## Passage provided

----

The open source software Open Policy Agent(OPA) is an established tool. Contrary to what recent articles and presentations on this tool suggest, it is not limited to cloud environments like Kubernetes. There are undoubtedly more powerful policy engines. However, they are often strongly tied to a specific operating environment and are thus less suitable for a uniform standard in hybrid operation. By contrast, the Open Policy Agent can be integrated into the system landscape as a central service, concurrent process, or library. Therefore, it represents a flexible option for decentralized evaluation of policies regardless of the operating environment being used. Realistically, however, it may still be necessary to use additional tools for special policies, e.g. for inter-service communication.

Various policies can be defined in operational use, for example:

Network policies: Similar to distributed firewall rules, they control the traffic flow between services based on metadata and topology.
Limitation of permitted container image sources: These policies determine which base images and container registries are allowed in order to release only verified images for use (see code listing 1)
Validation of metadata: Before deployment, mandatory metadata is checked, e.g. system criticality and data classification (data privacy level). Based on this validation, a decision can be made as to whether deployment in a specific operating environment with specific requirements (such as latencies, licenses, or certifications) is permitted.
Prohibition of privileged container rights: To reduce the risk of security vulnerabilities, policies prevent containers from being operated with excessive privileges.
Resource limitation: Used to limit access to resources and prevent improper use.

----

## Written exercise 1
In the Open Policy Agent passage, reproduce everything from "Validation of metadata: Before" down to "certifications) is permitted.", renaming each "deployment" as "rollout".
## Written exercise 2
List every kind of policy that the Open Policy Agent passage gives as an example for operational use.
## Written exercise 3
Carry on the Open Policy Agent passage, picking up after its final sentence.

## Listing
----

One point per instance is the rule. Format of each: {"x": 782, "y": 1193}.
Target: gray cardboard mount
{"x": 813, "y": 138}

----

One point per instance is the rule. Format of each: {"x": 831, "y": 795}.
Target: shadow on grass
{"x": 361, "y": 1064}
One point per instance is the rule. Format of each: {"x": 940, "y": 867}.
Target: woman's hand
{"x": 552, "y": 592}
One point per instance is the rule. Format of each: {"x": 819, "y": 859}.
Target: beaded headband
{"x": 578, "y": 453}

----

## Response 1
Validation of metadata: Before rollout, mandatory metadata is checked, e.g. system criticality and data classification (data privacy level). Based on this validation, a decision can be made as to whether rollout in a specific operating environment with specific requirements (such as latencies, licenses, or certifications) is permitted.

## Response 2
Network policies
Limitation of permitted container image sources
Validation of metadata
Prohibition of privileged container rights
Resource limitation

## Response 3
violation[{"msg": msg}] {
  container := input.review.object.spec.containers[_]
  satisfied := [good | repo = input.parameters.repos[_] ; good = startswith(container.image, repo)]
  not any(satisfied)
  msg := sprintf("container <%v> has an invalid image repo <%v>, allowed repos are %v", [container.name, container.image, input.parameters.repos])
}

Code Listing 1: Open Policy Agent Gatekeeper – Constraint template for permitted container registry. Source: Open Policy Agent Gatekeeper Library

Policy engines can also be used outside the operating context. Policies on configurations or the structure of system documentation can be validated early in the development process. [4]. It is only necessary for a process to perform automated validations. This can be easily implemented in a pipeline that obtains global policies from a central OCI registry or an object store. Signing and versioning are used to ensure the trustworthiness of the derived policies.

Standardized software delivery processes

Besides the use of central policies for operation and automated evaluation in code and documentation pipelines, the use of a uniform software delivery pipeline for all operating environments of a hybrid setup is a tried-and-tested strategy. A large part of the necessary quality, security, and supply chain analysis processes often take place in software delivery pipelines. However, standardizing the software delivery pipeline also means that supporting team structures, such as a platform team, are required to maintain and tweak a uniform software delivery pipeline description.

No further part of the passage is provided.